─── INFORMATION GIVEN

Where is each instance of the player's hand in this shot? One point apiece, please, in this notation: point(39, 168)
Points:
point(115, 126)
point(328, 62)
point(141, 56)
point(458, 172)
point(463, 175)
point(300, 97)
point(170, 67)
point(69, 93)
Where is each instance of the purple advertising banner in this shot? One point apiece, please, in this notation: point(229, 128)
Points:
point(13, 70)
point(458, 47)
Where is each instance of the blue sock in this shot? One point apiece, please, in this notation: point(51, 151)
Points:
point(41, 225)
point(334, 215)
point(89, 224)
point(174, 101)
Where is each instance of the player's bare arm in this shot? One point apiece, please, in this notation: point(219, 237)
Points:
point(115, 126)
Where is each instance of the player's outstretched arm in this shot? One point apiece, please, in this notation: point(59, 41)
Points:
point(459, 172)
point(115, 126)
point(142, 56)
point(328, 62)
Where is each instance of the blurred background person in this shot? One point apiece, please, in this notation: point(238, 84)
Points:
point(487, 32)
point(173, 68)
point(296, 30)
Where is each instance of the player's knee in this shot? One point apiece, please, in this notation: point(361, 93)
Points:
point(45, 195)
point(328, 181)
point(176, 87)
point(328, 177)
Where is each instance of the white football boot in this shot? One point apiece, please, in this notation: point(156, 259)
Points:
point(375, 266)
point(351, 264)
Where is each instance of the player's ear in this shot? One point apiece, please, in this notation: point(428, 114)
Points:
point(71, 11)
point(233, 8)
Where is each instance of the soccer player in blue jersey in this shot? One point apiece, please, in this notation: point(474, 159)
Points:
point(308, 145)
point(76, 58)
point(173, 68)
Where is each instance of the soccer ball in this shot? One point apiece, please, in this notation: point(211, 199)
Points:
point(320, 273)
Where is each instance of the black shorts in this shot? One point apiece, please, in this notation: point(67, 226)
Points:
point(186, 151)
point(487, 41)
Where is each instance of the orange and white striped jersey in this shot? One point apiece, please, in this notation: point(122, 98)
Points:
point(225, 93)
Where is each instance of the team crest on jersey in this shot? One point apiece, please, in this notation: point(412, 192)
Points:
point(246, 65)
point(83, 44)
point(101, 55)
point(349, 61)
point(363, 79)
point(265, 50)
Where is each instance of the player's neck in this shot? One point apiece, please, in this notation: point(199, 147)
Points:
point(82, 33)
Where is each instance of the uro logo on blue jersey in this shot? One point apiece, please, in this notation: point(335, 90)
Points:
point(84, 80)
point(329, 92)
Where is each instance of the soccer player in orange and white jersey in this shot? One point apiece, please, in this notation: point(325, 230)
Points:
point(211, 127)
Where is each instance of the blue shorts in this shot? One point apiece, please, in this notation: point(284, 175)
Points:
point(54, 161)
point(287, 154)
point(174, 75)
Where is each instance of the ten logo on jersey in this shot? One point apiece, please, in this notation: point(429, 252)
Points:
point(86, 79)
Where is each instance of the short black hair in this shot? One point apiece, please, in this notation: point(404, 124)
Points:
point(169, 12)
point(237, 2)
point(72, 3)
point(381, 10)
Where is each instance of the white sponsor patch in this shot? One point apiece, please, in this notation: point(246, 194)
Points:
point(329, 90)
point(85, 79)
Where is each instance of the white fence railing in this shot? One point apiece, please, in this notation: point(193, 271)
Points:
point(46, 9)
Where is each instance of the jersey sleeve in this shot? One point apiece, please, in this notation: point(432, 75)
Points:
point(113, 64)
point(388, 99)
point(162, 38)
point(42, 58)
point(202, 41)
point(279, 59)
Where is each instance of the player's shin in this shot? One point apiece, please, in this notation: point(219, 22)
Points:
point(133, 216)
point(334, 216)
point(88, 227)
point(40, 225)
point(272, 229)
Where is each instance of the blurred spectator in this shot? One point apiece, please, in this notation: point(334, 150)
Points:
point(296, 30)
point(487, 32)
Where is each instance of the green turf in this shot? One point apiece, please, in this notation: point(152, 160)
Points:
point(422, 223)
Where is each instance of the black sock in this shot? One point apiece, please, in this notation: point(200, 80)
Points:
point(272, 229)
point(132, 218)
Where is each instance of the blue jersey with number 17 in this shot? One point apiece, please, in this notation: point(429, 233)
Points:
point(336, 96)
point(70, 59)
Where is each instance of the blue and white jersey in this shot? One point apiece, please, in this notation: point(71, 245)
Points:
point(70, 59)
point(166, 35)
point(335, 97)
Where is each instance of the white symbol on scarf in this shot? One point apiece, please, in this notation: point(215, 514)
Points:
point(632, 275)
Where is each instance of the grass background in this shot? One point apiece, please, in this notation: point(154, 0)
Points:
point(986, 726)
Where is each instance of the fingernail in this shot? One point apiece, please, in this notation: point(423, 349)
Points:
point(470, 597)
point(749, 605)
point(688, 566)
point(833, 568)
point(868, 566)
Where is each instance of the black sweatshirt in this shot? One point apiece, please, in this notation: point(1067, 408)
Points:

──────

* _TASK GOAL_: If a line of the data contains "sock", copy it out.

* _ANSWER FOR THIS EXERCISE_:
Where is each instance of the blue sock in this shot? One point apiece, please, in this notation: point(51, 151)
Where is each instance of the black sock in this shot? One point apiece, please, in this notation: point(200, 80)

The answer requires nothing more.